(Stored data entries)

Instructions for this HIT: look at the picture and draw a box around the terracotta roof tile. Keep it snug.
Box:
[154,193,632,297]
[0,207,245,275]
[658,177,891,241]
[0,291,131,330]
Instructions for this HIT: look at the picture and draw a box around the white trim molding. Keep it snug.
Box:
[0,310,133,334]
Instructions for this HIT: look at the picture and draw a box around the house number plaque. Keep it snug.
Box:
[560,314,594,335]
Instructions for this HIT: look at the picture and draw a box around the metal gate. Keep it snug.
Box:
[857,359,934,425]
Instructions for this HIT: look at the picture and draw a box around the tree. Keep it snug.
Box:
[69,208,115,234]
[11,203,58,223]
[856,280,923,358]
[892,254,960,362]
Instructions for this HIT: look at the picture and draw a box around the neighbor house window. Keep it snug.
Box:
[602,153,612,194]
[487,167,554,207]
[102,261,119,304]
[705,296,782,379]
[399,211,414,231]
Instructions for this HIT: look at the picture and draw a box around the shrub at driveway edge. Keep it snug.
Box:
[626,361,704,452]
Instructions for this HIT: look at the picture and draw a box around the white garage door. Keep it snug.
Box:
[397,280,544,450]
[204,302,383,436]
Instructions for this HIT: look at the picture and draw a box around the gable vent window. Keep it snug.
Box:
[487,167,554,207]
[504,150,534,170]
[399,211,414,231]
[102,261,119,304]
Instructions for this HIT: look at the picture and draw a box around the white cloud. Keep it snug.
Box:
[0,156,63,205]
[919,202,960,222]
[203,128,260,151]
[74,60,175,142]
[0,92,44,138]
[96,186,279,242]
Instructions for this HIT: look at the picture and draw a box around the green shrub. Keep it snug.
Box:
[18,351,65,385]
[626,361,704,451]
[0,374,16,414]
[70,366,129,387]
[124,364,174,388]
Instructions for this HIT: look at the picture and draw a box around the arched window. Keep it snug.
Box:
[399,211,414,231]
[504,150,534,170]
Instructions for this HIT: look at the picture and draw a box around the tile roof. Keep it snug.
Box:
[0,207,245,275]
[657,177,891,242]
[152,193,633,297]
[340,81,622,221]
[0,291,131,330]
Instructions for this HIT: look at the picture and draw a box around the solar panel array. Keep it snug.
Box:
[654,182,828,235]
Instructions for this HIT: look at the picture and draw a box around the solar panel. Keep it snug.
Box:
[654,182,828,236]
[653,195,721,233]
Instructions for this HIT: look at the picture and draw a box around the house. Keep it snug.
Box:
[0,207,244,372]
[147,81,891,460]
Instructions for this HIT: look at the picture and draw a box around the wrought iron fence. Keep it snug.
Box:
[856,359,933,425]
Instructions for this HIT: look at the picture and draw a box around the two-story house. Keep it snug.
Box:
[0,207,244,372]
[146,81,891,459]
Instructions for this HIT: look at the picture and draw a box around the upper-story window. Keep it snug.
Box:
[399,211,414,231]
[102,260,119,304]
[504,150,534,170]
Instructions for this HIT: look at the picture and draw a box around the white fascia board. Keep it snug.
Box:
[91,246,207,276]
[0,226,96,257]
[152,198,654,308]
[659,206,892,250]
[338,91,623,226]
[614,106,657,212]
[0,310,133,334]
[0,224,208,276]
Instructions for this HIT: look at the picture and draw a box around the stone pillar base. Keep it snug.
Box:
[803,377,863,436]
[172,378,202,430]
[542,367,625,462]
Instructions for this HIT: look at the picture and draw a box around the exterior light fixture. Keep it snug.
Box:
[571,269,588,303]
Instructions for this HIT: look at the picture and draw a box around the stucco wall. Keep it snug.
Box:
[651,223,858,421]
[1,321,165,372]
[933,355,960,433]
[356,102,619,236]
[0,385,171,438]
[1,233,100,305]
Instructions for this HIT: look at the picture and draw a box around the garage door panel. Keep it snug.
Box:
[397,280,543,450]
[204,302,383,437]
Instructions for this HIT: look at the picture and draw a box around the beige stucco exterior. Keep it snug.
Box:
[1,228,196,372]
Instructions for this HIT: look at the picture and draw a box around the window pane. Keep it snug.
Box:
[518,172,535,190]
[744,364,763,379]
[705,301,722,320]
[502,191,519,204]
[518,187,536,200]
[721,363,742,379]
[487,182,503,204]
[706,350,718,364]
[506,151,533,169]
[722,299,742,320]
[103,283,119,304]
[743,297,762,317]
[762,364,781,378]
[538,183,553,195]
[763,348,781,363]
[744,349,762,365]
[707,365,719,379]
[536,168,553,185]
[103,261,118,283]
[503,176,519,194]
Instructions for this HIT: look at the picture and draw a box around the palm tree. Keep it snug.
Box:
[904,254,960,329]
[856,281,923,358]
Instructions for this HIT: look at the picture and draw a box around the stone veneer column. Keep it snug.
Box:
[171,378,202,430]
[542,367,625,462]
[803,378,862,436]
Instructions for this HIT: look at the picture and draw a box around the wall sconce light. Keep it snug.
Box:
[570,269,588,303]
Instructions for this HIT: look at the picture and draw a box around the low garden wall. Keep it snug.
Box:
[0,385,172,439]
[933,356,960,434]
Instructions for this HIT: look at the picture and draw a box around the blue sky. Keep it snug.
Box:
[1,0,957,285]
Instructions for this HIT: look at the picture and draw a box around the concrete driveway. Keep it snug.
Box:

**Activity**
Please restate every line of the records exactly.

**Response area**
Instructions for this HIT: look at the picture and draw a box around the terracotta roof tile. Keep it snug.
Box:
[154,193,632,297]
[0,207,245,275]
[658,177,891,241]
[0,291,131,330]
Instructions for this HIT: look at the picture and draw a box around the white trim molding. Keep it snug.
Box:
[0,310,133,334]
Instructions for this HIT: look at the picture and draw a box around the house number plaque. Keep it snug.
Box:
[560,314,594,335]
Instructions for this HIT: look at the picture and draw a box around the metal gate. Keep it snug.
Box:
[857,359,934,425]
Instructions for this HIT: look at the picture and draw a box around the tree. Keep it snug.
Box:
[69,208,115,234]
[11,203,58,223]
[856,280,923,358]
[892,254,960,362]
Instructions for this HIT: look at the picture and draw a box around the neighbor house window. Keep it snug.
Box:
[602,153,612,194]
[487,167,554,207]
[102,261,119,304]
[705,296,782,379]
[399,211,414,231]
Instructions for this HIT: look at the picture and draw a box around the shrub at driveway edge. Keep it snug.
Box:
[626,361,704,452]
Instructions for this HIT: look at the picture and draw a box around the white garage door. Keep it snug.
Box:
[397,280,544,450]
[204,302,383,436]
Instructions for this HIT: look at the picture and draw a box around the gable vent window. Keep it snug.
Box:
[487,167,554,207]
[504,150,534,170]
[399,211,414,231]
[102,261,119,304]
Instructions for this HIT: look at the picture and draw a box around the white cloud. Keep it snug.
Box:
[0,156,63,205]
[919,202,960,222]
[203,128,260,151]
[74,60,175,142]
[0,92,44,138]
[96,186,279,242]
Instructions for this HIT: look at the picture and draw a box around the green shrub. Keep it snug.
Box:
[18,351,65,385]
[626,361,704,451]
[0,374,16,414]
[70,366,129,387]
[124,364,174,388]
Instructions for this HIT: look at the picture and draw a box around the arched window. Keep it snug.
Box:
[399,211,414,231]
[504,150,534,170]
Instructions for this HIT: look at the picture and draw a box around the tile roof. Keep it snug.
Box:
[0,207,245,275]
[657,177,891,242]
[152,193,633,297]
[340,81,622,221]
[0,291,131,330]
Instructions for this HIT: look at the picture and draw a box around the solar panel array. Keep it snug.
Box:
[654,182,828,235]
Instructions for this HIT: look at the picture and draw a box around the solar panel. Keep it snug.
Box:
[654,182,828,236]
[653,195,721,233]
Instructions for this HIT: look at the picture and draw a box around the house. Keep it snug.
Box:
[0,207,244,372]
[147,81,891,460]
Instructions for this HIT: look at the picture and draw a box around the wrought iron fence. Keep it snug.
Box:
[856,359,933,425]
Instructions for this HIT: look at the picture and draw a box around the two-story house. Keep it snug.
Box:
[0,207,244,372]
[146,81,891,459]
Instructions for this HIT: look at the picture and draw a box around the upper-story window. Keep it snug.
Box:
[399,211,414,231]
[102,260,119,304]
[504,150,534,170]
Instructions for this HIT: look at the picture and draw a box around the white fascia board. Keep it snug.
Box:
[91,246,207,276]
[0,226,96,257]
[152,198,654,308]
[659,206,892,250]
[338,91,623,226]
[614,106,657,212]
[0,310,133,334]
[0,224,208,276]
Instructions for this HIT: look at the picture and draw a box around the stone pillar base. Keep it snug.
Box:
[803,377,863,436]
[172,378,202,430]
[542,367,625,462]
Instructions for this HIT: look at the picture and draw a box around the exterior light fixture. Keep it snug.
Box:
[571,269,588,303]
Instructions for this HIT: look at the picture and draw a box around the stucco wall. Keep it snug.
Box:
[651,223,858,421]
[1,321,165,372]
[933,355,960,433]
[356,102,619,236]
[0,385,171,438]
[1,233,100,305]
Instructions for this HIT: look at the picture and draw a box around the garage door panel. Keep it snug.
Box:
[397,280,543,450]
[204,302,383,437]
Instructions for this HIT: look at the picture and draw a box around the beige stucco exterior. Keep it snug.
Box:
[1,228,196,372]
Instructions for this HIT: look at the picture and draw a box around the window pane. Keep it snug.
Box:
[518,172,535,190]
[744,364,763,379]
[705,301,722,320]
[502,191,519,204]
[518,187,536,200]
[721,363,742,379]
[487,182,503,204]
[706,350,718,364]
[506,151,533,169]
[722,299,742,320]
[103,283,119,304]
[743,297,762,317]
[762,364,781,378]
[538,183,553,195]
[763,348,781,363]
[744,349,762,365]
[707,365,719,379]
[536,168,553,185]
[103,261,118,283]
[503,176,519,194]
Instructions for this HIT: look at the picture and draw a box around the palm tree. Keep it snug.
Box:
[904,254,960,329]
[856,281,923,358]
Instructions for this HIT: look at the picture and draw a box around the stone veneer column. Keep it snug.
Box:
[171,378,202,430]
[542,367,625,462]
[803,378,862,436]
Instructions for this HIT: look at the picture and draw a box around the wall sconce light. Keep it snug.
Box:
[570,269,588,303]
Instructions for this HIT: look at the picture and draw a box around the low garden wall. Keep it snug.
Box:
[0,385,172,439]
[933,356,960,434]
Instructions for this HIT: look at the picture and draw a box around the blue sky. Keep it snug.
Box:
[1,0,957,285]
Instructions for this HIT: look at the picture and draw a box around the concrete driveway. Keep it snug.
Box:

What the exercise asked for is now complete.